▸ **PROBLEM REQUIREMENTS**
Please return every one of the rows below word for word, leaving the pictures out.

▸ **STORED RECORDS**
◇ ◇ ◇ ◇ ◇ ◇ ◇
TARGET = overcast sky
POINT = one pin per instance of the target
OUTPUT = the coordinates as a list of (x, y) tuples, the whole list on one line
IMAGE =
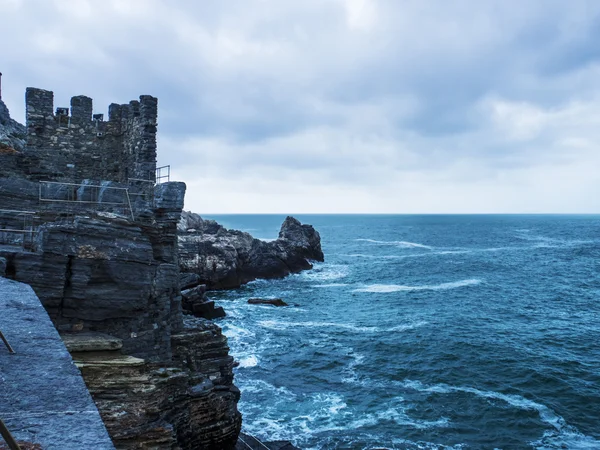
[(297, 106)]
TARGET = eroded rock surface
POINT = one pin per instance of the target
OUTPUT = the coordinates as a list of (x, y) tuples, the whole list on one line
[(107, 273), (188, 405), (225, 258)]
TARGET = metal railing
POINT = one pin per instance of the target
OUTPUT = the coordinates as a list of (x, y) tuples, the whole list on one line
[(27, 231), (162, 173)]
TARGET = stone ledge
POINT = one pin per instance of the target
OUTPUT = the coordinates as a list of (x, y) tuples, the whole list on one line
[(90, 342)]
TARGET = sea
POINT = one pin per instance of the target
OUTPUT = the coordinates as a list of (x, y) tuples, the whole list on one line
[(425, 332)]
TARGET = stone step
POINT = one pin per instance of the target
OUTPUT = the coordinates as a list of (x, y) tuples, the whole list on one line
[(104, 359), (89, 341)]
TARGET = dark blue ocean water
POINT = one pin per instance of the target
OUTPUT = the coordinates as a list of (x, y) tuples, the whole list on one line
[(474, 332)]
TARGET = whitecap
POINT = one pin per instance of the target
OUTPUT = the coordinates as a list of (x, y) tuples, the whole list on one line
[(277, 325), (326, 272), (402, 244), (329, 285), (388, 288), (405, 327), (250, 361), (235, 332)]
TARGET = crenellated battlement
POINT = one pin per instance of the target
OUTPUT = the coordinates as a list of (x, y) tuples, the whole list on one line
[(72, 144)]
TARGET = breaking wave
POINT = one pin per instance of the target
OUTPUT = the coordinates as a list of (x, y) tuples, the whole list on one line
[(388, 288)]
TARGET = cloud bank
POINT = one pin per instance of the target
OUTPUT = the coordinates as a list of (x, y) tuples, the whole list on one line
[(338, 105)]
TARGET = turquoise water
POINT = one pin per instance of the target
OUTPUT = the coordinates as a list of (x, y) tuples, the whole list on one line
[(426, 332)]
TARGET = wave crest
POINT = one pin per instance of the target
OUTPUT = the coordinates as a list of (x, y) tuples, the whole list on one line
[(388, 288)]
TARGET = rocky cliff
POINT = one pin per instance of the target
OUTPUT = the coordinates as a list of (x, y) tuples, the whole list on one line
[(12, 133), (225, 258), (103, 267)]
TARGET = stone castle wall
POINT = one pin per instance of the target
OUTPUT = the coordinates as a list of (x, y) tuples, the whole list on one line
[(73, 144)]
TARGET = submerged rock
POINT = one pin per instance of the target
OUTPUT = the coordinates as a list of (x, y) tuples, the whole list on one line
[(226, 259)]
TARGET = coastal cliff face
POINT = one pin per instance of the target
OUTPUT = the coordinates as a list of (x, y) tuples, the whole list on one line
[(189, 404), (100, 265), (225, 258)]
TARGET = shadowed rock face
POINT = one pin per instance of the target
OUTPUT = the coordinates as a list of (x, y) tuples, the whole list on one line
[(187, 405), (12, 133), (226, 259)]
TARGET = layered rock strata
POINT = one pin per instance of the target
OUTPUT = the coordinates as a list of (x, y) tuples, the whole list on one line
[(225, 259), (109, 275)]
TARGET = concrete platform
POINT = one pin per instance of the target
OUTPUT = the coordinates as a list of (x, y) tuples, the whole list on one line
[(43, 399)]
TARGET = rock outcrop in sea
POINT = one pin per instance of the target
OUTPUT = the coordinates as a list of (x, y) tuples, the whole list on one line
[(225, 259)]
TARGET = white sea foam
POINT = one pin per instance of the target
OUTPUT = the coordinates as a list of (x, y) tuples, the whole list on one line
[(235, 332), (260, 386), (277, 325), (388, 288), (409, 326), (326, 272), (280, 325), (329, 285), (250, 361), (402, 244)]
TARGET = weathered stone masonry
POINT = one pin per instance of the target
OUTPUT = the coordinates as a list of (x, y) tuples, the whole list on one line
[(80, 145)]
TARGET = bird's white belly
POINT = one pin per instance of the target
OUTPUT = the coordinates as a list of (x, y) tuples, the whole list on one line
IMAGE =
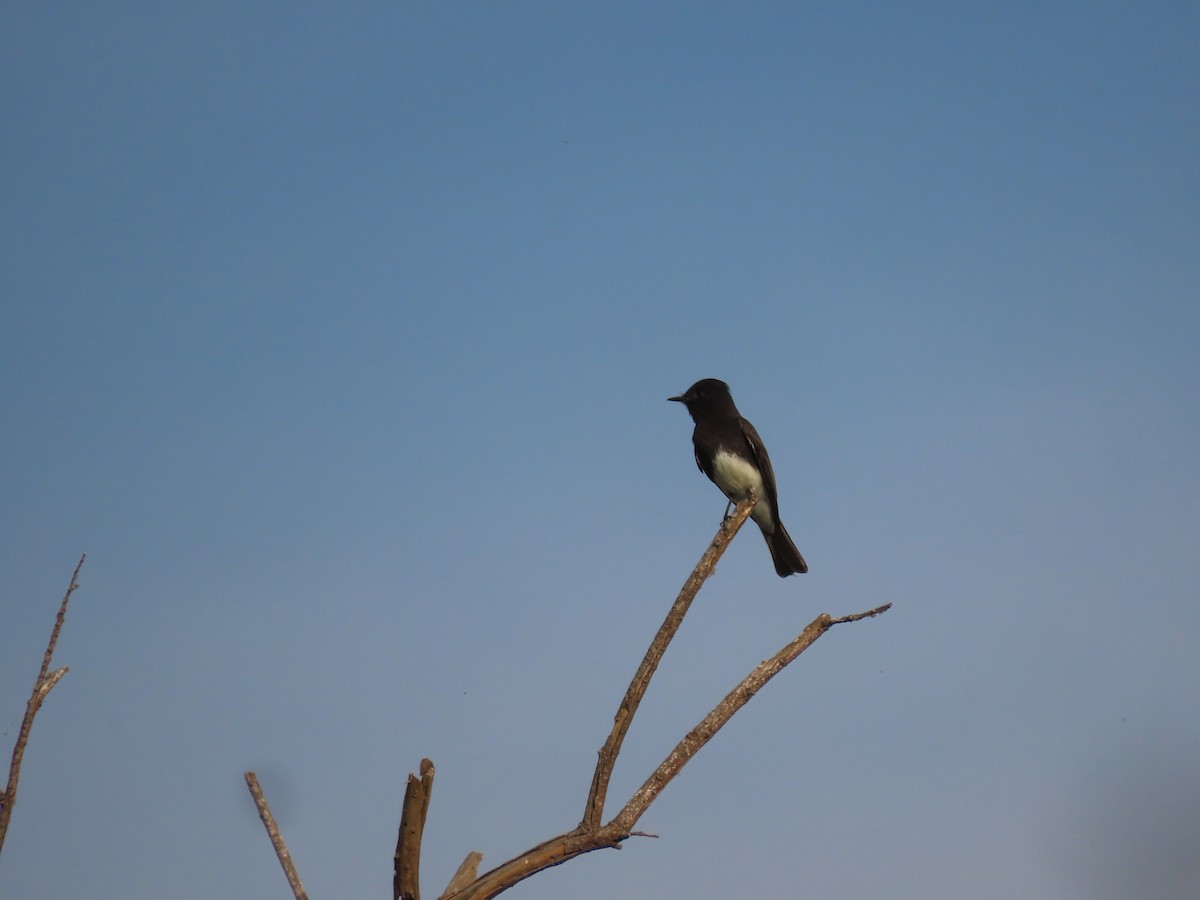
[(737, 478)]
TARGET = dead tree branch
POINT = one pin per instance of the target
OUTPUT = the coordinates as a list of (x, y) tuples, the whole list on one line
[(42, 687), (589, 834), (607, 757), (406, 879), (273, 832)]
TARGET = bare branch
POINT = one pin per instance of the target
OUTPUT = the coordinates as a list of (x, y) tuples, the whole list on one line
[(607, 756), (723, 712), (406, 879), (273, 832), (576, 843), (42, 687)]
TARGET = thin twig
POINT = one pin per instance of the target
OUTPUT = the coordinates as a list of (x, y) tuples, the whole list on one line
[(273, 832), (637, 687), (406, 876), (42, 687)]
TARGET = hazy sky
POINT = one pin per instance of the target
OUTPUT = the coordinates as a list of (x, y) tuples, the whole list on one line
[(341, 337)]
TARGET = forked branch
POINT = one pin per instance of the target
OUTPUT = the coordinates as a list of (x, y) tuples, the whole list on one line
[(273, 832)]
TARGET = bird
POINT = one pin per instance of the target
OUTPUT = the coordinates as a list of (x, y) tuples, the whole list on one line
[(730, 451)]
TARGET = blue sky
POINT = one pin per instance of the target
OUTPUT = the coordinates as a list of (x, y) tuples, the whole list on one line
[(341, 339)]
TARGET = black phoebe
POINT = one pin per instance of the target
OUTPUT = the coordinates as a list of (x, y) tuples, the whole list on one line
[(730, 451)]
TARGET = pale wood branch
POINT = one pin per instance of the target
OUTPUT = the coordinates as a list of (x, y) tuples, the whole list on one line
[(723, 712), (593, 810), (406, 879), (273, 832), (42, 687)]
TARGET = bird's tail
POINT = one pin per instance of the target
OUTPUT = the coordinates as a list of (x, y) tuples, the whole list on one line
[(784, 555)]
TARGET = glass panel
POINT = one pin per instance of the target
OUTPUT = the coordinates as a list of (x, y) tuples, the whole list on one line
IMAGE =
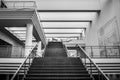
[(65, 24)]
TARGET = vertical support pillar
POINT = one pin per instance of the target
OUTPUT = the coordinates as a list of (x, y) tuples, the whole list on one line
[(39, 52), (28, 43)]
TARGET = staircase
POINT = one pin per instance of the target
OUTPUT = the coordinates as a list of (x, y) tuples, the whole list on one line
[(55, 65)]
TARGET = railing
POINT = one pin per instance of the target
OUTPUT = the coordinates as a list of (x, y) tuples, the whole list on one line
[(20, 4), (23, 66), (103, 51), (66, 50), (8, 51), (86, 59)]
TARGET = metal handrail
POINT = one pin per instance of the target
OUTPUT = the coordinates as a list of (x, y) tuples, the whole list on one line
[(15, 74), (44, 51), (12, 4), (65, 49), (93, 63)]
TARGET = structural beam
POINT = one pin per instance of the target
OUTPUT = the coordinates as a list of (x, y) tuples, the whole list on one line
[(68, 10), (61, 33), (65, 20), (64, 27)]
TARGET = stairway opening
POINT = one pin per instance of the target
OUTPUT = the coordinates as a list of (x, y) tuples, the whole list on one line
[(55, 65)]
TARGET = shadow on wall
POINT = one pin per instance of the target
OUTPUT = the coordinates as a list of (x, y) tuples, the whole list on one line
[(5, 49), (2, 4)]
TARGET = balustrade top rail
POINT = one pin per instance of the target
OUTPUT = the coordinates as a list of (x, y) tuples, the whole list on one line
[(20, 4)]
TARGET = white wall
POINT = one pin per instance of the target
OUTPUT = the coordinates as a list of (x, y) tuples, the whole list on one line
[(108, 20), (16, 47), (65, 4)]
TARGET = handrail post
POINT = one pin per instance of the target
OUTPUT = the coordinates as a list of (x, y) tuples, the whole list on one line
[(106, 52), (100, 72), (91, 52)]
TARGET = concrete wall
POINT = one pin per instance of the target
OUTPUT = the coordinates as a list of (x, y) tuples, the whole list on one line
[(17, 49), (105, 28)]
◇ ◇ ◇ ◇ ◇ ◇ ◇
▸ **WRITTEN RESPONSE**
TARGET = overcast sky
POINT = one pin per instance of the target
OUTPUT = the coordinates as a list of (x, y) tuples, the whole list on one line
IMAGE =
[(297, 106)]
TARGET = eroded rock surface
POINT = one pin per instance of the target
OUTPUT = the coordinates as a list of (x, y) tuples, the whole list on one line
[(107, 273), (188, 405), (225, 258)]
TARGET = metal railing
POINT = one pin per instance of the target
OUTPUT = the coordinates as a list of (x, y) tuples, the whole list on one line
[(27, 231), (162, 173)]
TARGET = stone ledge
POINT = one pin per instance of the target
OUTPUT = the coordinates as a list of (x, y) tuples, the whole list on one line
[(90, 342)]
TARGET = sea
POINT = one pin per instance of the target
OUTPUT = the coordinates as a list of (x, y) tuples, the whole list on one line
[(425, 332)]
TARGET = stone step
POINT = one pin per instance of the target
OUTPUT = the coordinates as a list of (x, y) tuples, the whole list on one line
[(104, 359), (89, 341)]
TARGET = dark blue ocean water
POINT = one pin per instance of the target
OUTPUT = the coordinates as a list of (x, y) tuples, the whole list on one line
[(474, 332)]
TARGET = whitecap
POINT = one pin per instance of the target
OUTPUT = the coordinates as a list of (x, y) tuples, the whole list on one line
[(277, 325), (326, 272), (402, 244), (329, 285), (388, 288), (405, 327), (250, 361), (235, 332)]
TARGET = crenellated battlement
POINT = one pin per instance of the target
OUTPUT = the coordinates as a list of (x, y) tuples, the whole list on one line
[(72, 144)]
TARGET = breaking wave
POINT = one pin per instance of the target
OUTPUT = the coordinates as a list of (x, y) tuples, the whole list on one line
[(388, 288)]
TARGET = cloud bank
POINT = one pin per instance of the target
OUTPUT = the coordinates as a list of (x, y) tuples, the whole list on one line
[(338, 105)]
TARGET = turquoise water
POINT = one pin per instance of the target
OUTPUT = the coordinates as a list of (x, y) tuples, the whole list on one line
[(426, 332)]
TARGET = wave crest
POINT = one pin per instance of the target
OUTPUT = the coordinates as a list of (x, y) tuples, the whole list on one line
[(388, 288)]
TARGET = rocky cliff
POINT = one pin per instance of the target
OUTPUT = the coordinates as a list of (x, y) tuples, the whole list on one line
[(12, 133), (225, 258), (103, 267)]
TARGET = stone castle wall
POINT = one pin per instance of the target
OUTPUT = the coordinates as a list of (x, y) tuples, the whole list on one line
[(73, 144)]
TARGET = submerged rock
POINT = one pin per instance of the target
OUTPUT = the coordinates as a list of (x, y) tuples, the whole list on one line
[(226, 259)]
TARGET = coastal cliff face
POINT = one pin per instance of the target
OUTPUT = the coordinates as a list of (x, y) tuples, the whole list on one line
[(189, 404), (100, 265), (225, 258)]
TARGET = shadowed rock face
POINT = one pin per instance of the target
OUTPUT = the coordinates as a list of (x, y) tuples, the whole list on one line
[(187, 405), (12, 133), (226, 259)]
TARGET = layered rock strata
POINT = one pin per instance of the target
OUTPUT = the coordinates as a list of (x, y) tuples, the whole list on one line
[(225, 259), (109, 275)]
TARGET = concrete platform
POINT = one pin per instance of the target
OUTPUT = the coordinates as a list of (x, y) tuples, the whole list on one line
[(43, 399)]
TARGET = rock outcrop in sea
POINT = one pin per instance of the target
OUTPUT = the coordinates as a list of (x, y) tuples, the whole list on one line
[(225, 259)]
TARGET = white sea foam
POINT = one pin per instance of the target
OUTPUT = the coordinates as a list of (x, y) tuples, the whole list on one line
[(235, 332), (260, 386), (277, 325), (388, 288), (409, 326), (326, 272), (280, 325), (329, 285), (250, 361), (402, 244)]
TARGET = weathered stone masonry
POINT = one pin per instance of the target
OUTPUT = the coordinates as a list of (x, y) tuples, the whole list on one line
[(80, 145)]
TARGET = bird's white belly
POINT = one pin per instance of the target
OUTPUT = the coordinates as a list of (x, y) tuples, the whole list on one line
IMAGE =
[(737, 478)]
TARGET = dead tree branch
POINT = one pin per instance of the target
OUTPUT = the coordinates as a list of (x, y) tuples, the whole list on one line
[(42, 687), (589, 834), (607, 757), (406, 879), (273, 832)]
TARGET = bare branch
POINT = one pin per instance of the target
OUTPUT = the coordinates as a list of (x, y) tuples, the whole list on one line
[(607, 756), (723, 712), (406, 879), (273, 832), (576, 843), (42, 687)]
TARGET = thin twig
POINT = one pin per instance of the target
OUTPUT = the coordinates as a list of (x, y) tuples, the whole list on one line
[(273, 832), (637, 687), (406, 876), (42, 687)]
TARGET = hazy sky
POINT = one pin per instance of the target
OUTPUT = the coordinates as a list of (x, y) tuples, the whole list on one line
[(341, 337)]
TARGET = forked branch
POINT = one pin per instance of the target
OUTPUT = the coordinates as a list of (x, y) tuples, the whole list on one line
[(273, 832)]
TARGET = bird
POINT = one pin per instance of the target
OUTPUT = the coordinates as a list of (x, y) tuples, the whole list on one line
[(730, 451)]
TARGET = blue sky
POINT = one pin per instance of the target
OUTPUT = the coordinates as a list of (x, y) tuples, the whole list on one line
[(341, 339)]
TARGET = black phoebe
POINT = one pin per instance of the target
OUTPUT = the coordinates as a list of (x, y) tuples, the whole list on one line
[(730, 451)]
TARGET = pale wood branch
POINT = one pin per instance of the target
OUTPUT = the coordinates as a list of (x, y) tuples, the whole list on one line
[(723, 712), (593, 810), (406, 879), (273, 832), (42, 687)]
TARGET = bird's tail
POINT = one pin per instance of the target
OUTPUT = the coordinates as a list of (x, y) tuples, the whole list on one line
[(784, 555)]
TARGET = glass panel
POINT = one pin per instance of the target
OUTPUT = the coordinates as a list of (x, y) tuples, the whole list on one line
IMAGE =
[(65, 24)]
TARGET = vertical support pillar
POINT = one pin per instance of the target
OUTPUT = the coordinates as a list of (x, y) tuples, the whole list on one line
[(39, 52), (28, 43)]
TARGET = staircase
POINT = one pin per instance of the target
OUTPUT = the coordinates as a list of (x, y) tuples, the whole list on one line
[(55, 65)]
TARGET = railing
POINT = one pin per instance of the target
OUTPUT = the coordinates as a list of (x, y) tuples, the whole list on one line
[(20, 4), (23, 66), (103, 51), (66, 50), (8, 51), (86, 59)]
TARGET = metal handrail
POINT = one pin per instance of the target
OUTPUT = the coordinates as a list of (x, y) tuples, the whole list on one line
[(15, 74), (44, 51), (12, 4), (65, 49), (93, 63)]
TARGET = structural beam
POINT = one pin per instance of the target
OUTPUT = the coordinates as a list of (x, y) tuples, the whole list on one line
[(68, 10), (61, 33), (65, 20), (64, 27)]
TARGET = stairway opening
POINT = one pin per instance of the target
OUTPUT = the coordinates as a list of (x, y) tuples, the whole list on one line
[(55, 65)]
TARGET = shadow on wall
POINT = one pin per instance of the target
OUTPUT = the coordinates as a list of (x, y) tuples, the whole list on one line
[(5, 49), (2, 4)]
TARGET = balustrade top rail
POINT = one pin per instance of the target
OUTPUT = the coordinates as a list of (x, y) tuples, the whole list on one line
[(20, 4)]
TARGET = white wall
POINT = one pin per instance of the target
OUTPUT = the coordinates as a list of (x, y) tuples, the whole list on one line
[(108, 20), (16, 47), (65, 4)]
TARGET = handrail post
POINT = one pin per instance of the target
OUTPUT = the coordinates as a list of (x, y) tuples, the whole list on one line
[(106, 52), (100, 72), (91, 52)]
TARGET = concrete wall
POINT = one pin per instance of the target
OUTPUT = the coordinates as a list of (x, y) tuples, the whole list on one line
[(17, 49), (105, 28)]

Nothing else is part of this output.